Data items ::
## Start

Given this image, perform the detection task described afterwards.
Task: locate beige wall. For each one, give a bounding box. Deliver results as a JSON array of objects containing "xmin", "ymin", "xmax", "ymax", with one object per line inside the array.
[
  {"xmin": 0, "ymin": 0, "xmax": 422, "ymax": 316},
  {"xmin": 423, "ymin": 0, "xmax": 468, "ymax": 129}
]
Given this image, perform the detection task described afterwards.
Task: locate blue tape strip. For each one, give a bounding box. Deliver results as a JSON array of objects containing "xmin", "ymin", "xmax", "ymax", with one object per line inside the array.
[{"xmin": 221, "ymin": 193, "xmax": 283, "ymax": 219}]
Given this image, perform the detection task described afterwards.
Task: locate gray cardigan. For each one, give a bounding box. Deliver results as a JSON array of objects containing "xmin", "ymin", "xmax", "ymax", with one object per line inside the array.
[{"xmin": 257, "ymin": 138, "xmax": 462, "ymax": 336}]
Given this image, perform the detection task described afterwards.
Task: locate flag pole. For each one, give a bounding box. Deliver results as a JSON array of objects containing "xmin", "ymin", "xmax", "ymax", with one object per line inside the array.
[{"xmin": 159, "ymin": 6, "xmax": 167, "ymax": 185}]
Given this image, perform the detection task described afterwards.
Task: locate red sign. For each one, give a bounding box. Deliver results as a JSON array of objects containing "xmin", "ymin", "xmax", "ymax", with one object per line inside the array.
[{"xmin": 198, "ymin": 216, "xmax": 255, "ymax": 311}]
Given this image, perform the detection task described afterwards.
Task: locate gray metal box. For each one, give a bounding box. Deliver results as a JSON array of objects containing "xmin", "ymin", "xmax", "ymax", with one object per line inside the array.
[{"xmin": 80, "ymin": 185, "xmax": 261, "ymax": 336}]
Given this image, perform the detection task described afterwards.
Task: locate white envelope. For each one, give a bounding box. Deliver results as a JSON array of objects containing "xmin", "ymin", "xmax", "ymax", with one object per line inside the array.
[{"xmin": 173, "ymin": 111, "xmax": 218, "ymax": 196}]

## End

TO DO :: Reproduce the full set of records precisely.

ANSWER TO THIS TASK ::
Given this image, perform the detection task described afterwards.
Task: locate beige wall. For each one, give a bounding box. Deliver results as a JSON array of objects containing "xmin", "ymin", "xmax", "ymax", with one object per line inside the array.
[
  {"xmin": 0, "ymin": 0, "xmax": 422, "ymax": 316},
  {"xmin": 423, "ymin": 0, "xmax": 468, "ymax": 129}
]
Given this image, perform the detection task described afterwards.
Task: locate blue tape strip. For each one, give a bounding box. Deliver results as a JSON array of objects containing "xmin", "ymin", "xmax", "ymax", with one object per line inside the array.
[{"xmin": 221, "ymin": 193, "xmax": 283, "ymax": 219}]
Given this image, perform the detection task described afterwards.
Task: locate gray cardigan. For each one, give a bounding box. Deliver results as a JSON array of objects containing "xmin", "ymin", "xmax", "ymax", with one object per line inside the array.
[{"xmin": 257, "ymin": 138, "xmax": 462, "ymax": 336}]
Given this image, perform the detection task described afterwards.
Task: locate flag pole. For each one, give a bounding box. Deliver results as a JSON array of objects containing "xmin", "ymin", "xmax", "ymax", with one object per line inside the array.
[{"xmin": 159, "ymin": 6, "xmax": 167, "ymax": 185}]
Given this image, perform the detection task described afterwards.
Task: locate red sign. For each one, give a bounding box. Deliver results as a JSON array of objects containing "xmin", "ymin", "xmax", "ymax", with one object per line inside the array.
[{"xmin": 198, "ymin": 216, "xmax": 255, "ymax": 311}]
Given this image, perform the detection task described afterwards.
Task: locate gray metal box. For each one, give a bounding box. Deliver results as a JSON array of objects containing "xmin", "ymin", "xmax", "ymax", with one object per line inside the array.
[{"xmin": 80, "ymin": 185, "xmax": 261, "ymax": 336}]
Given this image, perform the detection task described afterwards.
Task: locate white envelope. For each one, give a bounding box. Deliver results as a JSON array of objects containing "xmin", "ymin", "xmax", "ymax", with one object per line inside the array.
[{"xmin": 173, "ymin": 111, "xmax": 218, "ymax": 196}]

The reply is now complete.